Return each line below that contains the string "road", copied in full. Case matters, so a line counts only if its letters match in case.

## MATERIAL SHOWN
______________________________

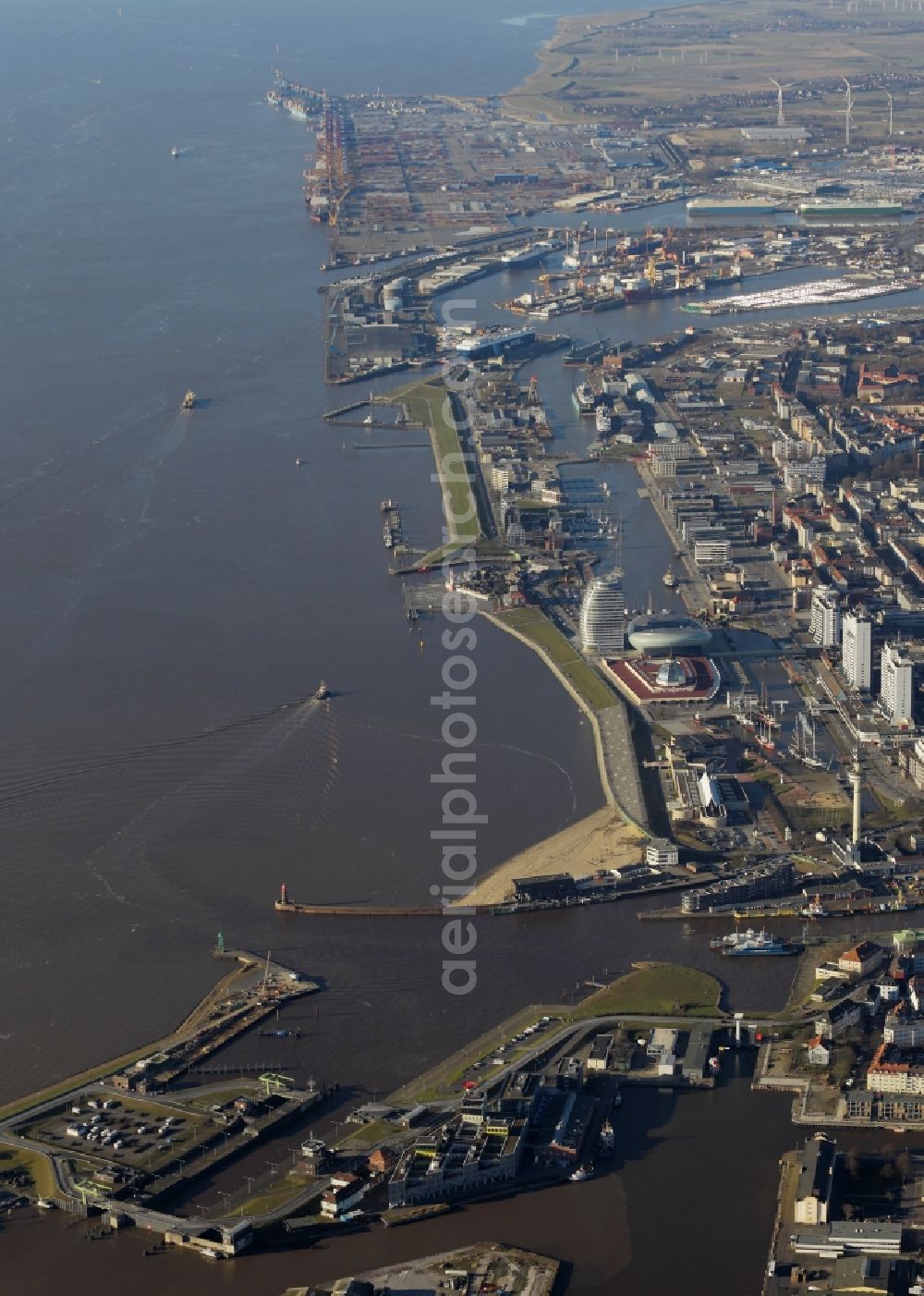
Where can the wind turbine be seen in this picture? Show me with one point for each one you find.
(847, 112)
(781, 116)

______________________________

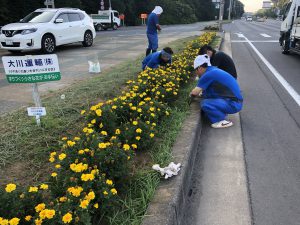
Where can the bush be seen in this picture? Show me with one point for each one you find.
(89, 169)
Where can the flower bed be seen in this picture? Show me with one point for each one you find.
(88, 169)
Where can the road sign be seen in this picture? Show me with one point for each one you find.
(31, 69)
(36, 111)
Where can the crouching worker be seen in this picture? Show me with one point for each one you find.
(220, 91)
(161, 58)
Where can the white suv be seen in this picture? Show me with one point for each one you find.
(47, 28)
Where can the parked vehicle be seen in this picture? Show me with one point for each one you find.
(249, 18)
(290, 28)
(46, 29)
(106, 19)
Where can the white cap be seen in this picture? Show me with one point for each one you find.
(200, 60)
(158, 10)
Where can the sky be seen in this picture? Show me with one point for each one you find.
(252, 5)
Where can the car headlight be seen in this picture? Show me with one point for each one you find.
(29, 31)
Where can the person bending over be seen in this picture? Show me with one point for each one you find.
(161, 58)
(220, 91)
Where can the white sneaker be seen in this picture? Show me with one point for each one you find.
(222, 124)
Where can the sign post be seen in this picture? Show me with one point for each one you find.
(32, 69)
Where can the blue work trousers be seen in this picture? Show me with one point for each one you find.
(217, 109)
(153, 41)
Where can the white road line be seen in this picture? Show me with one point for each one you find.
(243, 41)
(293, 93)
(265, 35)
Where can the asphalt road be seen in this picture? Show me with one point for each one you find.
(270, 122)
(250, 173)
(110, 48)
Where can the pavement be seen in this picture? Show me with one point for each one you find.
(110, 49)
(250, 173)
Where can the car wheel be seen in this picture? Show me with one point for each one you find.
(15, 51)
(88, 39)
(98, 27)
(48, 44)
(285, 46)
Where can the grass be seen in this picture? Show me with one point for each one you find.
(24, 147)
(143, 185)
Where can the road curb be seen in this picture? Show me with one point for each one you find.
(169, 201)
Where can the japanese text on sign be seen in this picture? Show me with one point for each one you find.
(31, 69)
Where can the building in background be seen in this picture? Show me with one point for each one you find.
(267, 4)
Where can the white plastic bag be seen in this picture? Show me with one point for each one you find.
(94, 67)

______________________________

## TASK RESULT
Where can the road sign be seen in this picture? Show me with one point for each one you find.
Where can the white road line be seen in this picture? Show me with one point for each one you find.
Where can the asphalt road be seen in this picture? Show me with one point for each one you find.
Where can the road curb be seen in this picture? Show me with one point for each one you find.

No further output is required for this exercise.